Recently, Healthcare Technology Report (HTR) named Kelly Feist, Managing Director, Ascom Americas, as one of its top 25 Women Leaders in Medical Devices for 2022. As the top executive for Ascom Americas, HTR chose her for her work transforming Ascom from a product-led to a solutions-first company, noting her performance driving sales, overall operations, and profitability of the business in North America. We talked with Feist about the challenges of pivoting a business and the added complexity COVID has created, her advice for business leaders, and what’s next in the digitization of healthcare.
Q. Ascom has been on a transformation journey from products to solutions. What are the challenges of evolving the business?
A. One of the first challenges was getting the organization to understand the change, the vision behind it, and how we want to move forward. Change makes many people nervous, so it’s important to explain what the change means to the company and to individuals’ jobs. After getting people onboard with the pivot, we had to consider whether we had the skillsets needed for this evolution. We had to make some difficult decisions about whether to train people to get them to where we needed them to be or to bring in talent in from the outside that already had that skillset. There’s a delicate balance around how you manage your existing team and how you build your new team.

PROBLEM SET >>
1. Please rewrite the part of the Kelly Feist interview that opens with the words "A. One of the" and closes with "your new team.", replacing "delicate" with "careful".
2. Continue the Kelly Feist interview from the point where it stops.

EXTRACTED MATERIAL >>
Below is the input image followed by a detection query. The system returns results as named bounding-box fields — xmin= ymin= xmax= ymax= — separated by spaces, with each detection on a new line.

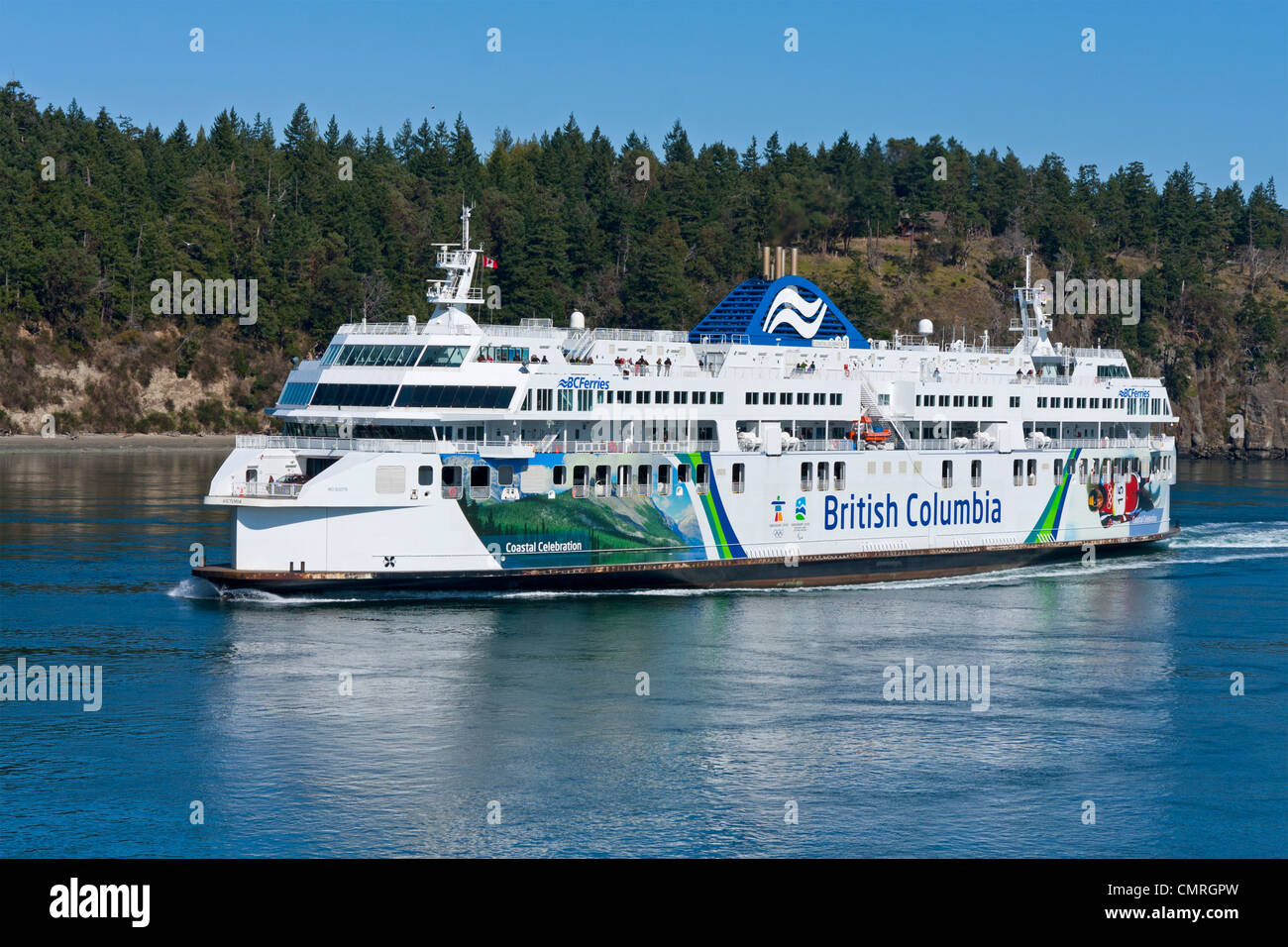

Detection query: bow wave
xmin=764 ymin=286 xmax=827 ymax=339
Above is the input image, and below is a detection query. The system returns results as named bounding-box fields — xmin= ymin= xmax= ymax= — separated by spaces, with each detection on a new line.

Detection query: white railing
xmin=210 ymin=480 xmax=304 ymax=500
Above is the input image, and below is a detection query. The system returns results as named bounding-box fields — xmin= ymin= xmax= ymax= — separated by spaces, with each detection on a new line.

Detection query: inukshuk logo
xmin=764 ymin=286 xmax=827 ymax=339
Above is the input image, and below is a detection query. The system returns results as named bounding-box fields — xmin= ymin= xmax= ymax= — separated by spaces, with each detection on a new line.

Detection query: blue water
xmin=0 ymin=446 xmax=1288 ymax=857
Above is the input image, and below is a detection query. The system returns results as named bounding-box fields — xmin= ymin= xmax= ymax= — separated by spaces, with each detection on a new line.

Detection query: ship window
xmin=443 ymin=467 xmax=463 ymax=500
xmin=416 ymin=346 xmax=471 ymax=368
xmin=277 ymin=381 xmax=314 ymax=404
xmin=312 ymin=384 xmax=398 ymax=407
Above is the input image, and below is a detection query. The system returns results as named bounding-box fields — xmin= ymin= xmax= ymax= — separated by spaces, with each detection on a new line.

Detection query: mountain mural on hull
xmin=461 ymin=455 xmax=705 ymax=569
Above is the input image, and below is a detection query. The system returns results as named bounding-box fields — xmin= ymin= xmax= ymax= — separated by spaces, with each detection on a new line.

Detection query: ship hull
xmin=192 ymin=524 xmax=1180 ymax=595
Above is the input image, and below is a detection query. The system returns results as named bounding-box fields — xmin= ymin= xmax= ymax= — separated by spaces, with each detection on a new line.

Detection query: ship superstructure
xmin=194 ymin=209 xmax=1176 ymax=591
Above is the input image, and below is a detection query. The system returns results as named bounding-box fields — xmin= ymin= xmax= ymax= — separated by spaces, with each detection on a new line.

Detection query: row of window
xmin=519 ymin=388 xmax=724 ymax=411
xmin=917 ymin=394 xmax=994 ymax=407
xmin=306 ymin=382 xmax=514 ymax=408
xmin=430 ymin=463 xmax=715 ymax=500
xmin=746 ymin=391 xmax=842 ymax=404
xmin=322 ymin=346 xmax=471 ymax=368
xmin=394 ymin=385 xmax=514 ymax=408
xmin=802 ymin=460 xmax=845 ymax=491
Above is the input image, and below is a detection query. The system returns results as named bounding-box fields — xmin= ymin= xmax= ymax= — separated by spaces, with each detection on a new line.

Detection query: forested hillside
xmin=0 ymin=82 xmax=1288 ymax=453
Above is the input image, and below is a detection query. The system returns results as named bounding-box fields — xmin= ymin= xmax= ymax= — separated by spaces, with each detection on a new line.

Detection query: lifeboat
xmin=859 ymin=415 xmax=894 ymax=445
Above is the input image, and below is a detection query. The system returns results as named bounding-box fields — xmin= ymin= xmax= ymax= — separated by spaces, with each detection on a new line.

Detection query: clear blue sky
xmin=0 ymin=0 xmax=1288 ymax=190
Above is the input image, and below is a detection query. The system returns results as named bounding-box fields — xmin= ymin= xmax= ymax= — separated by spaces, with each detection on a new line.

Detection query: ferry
xmin=193 ymin=207 xmax=1179 ymax=594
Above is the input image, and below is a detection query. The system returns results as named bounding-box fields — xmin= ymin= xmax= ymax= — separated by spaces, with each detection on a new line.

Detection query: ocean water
xmin=0 ymin=443 xmax=1288 ymax=857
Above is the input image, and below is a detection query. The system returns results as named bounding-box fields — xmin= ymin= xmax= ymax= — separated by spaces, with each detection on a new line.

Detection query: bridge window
xmin=416 ymin=346 xmax=471 ymax=368
xmin=310 ymin=384 xmax=398 ymax=407
xmin=393 ymin=385 xmax=515 ymax=411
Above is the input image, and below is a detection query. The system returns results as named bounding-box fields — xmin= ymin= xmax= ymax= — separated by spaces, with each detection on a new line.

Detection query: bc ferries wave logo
xmin=764 ymin=286 xmax=827 ymax=339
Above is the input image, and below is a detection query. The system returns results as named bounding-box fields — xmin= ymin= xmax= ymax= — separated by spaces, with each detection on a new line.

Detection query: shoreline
xmin=0 ymin=434 xmax=237 ymax=454
xmin=0 ymin=434 xmax=1288 ymax=463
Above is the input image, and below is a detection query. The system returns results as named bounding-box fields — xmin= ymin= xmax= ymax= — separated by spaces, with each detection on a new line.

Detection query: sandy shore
xmin=0 ymin=434 xmax=236 ymax=454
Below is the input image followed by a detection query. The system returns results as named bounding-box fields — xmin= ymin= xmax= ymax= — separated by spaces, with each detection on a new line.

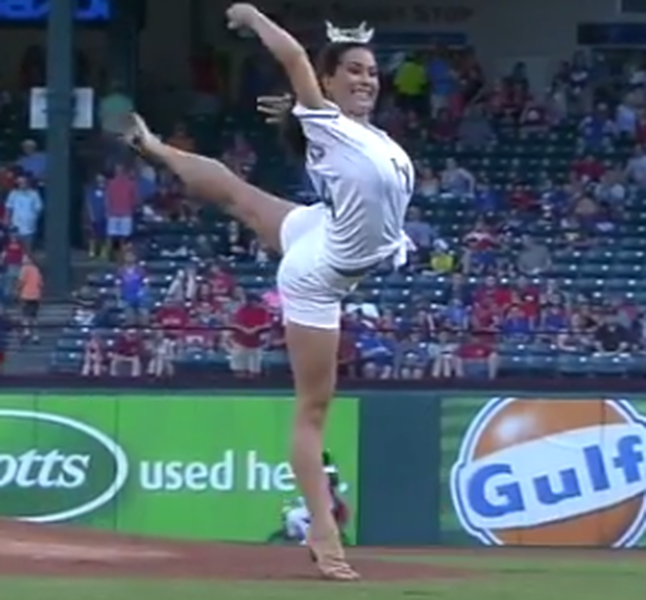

OUTPUTS IN ORDER >>
1.
A. One of the first challenges was getting the organization to understand the change, the vision behind it, and how we want to move forward. Change makes many people nervous, so it’s important to explain what the change means to the company and to individuals’ jobs. After getting people onboard with the pivot, we had to consider whether we had the skillsets needed for this evolution. We had to make some difficult decisions about whether to train people to get them to where we needed them to be or to bring in talent in from the outside that already had that skillset. There’s a careful balance around how you manage your existing team and how you build your new team.

2.
Next, we looked at the operational challenges around delivering an experience a customer expects of a solutions’ company. We learned and improved as we focused on meeting the expectations of a new set of stakeholders and a different space within the market.
Q. How has COVID impacted Ascom’s business in North Americas?
A. In some ways it’s accelerated us, and in some ways, it’s made it a little harder to operate. With COVID we had to figure out how to manage our business with people working remotely in the beginning and even today with new variants keeping people out of the office. The follow-on impacts of supply chain constraints have created a more difficult environment for delivering hardware to our customers. However, this limitation has increased our focus on what can we deliver – software, solutions, and services.
COVID has also accelerated a recognition amongst clinicians about the importance of solutions and support, workflows, communication, and collaboration. Given staffing shortages at hospitals and the need to treat patients with minimal contact, clinical collaboration and communication is no longer a nice to have – it’s a necessity – for care provider efficiency and satisfaction as well as quality of patient care.
Q. What advice do you have to share with other women business leaders?
A. Be brave. Have the courage to speak up in meetings and push back when it’s something you don’t agree with or feel is detrimental to the business. Lean in, use your voice, and be heard. When opportunities come your way, seize the moment, even if you feel you’re not quite qualified yet, seize the moment anyway. You will learn a lot through the process and will build the skills that will serve you in the future as you advance.
Q. What does it mean to you to be part of Healthcare Technology Report’s class of top 25 women leads in medical devices?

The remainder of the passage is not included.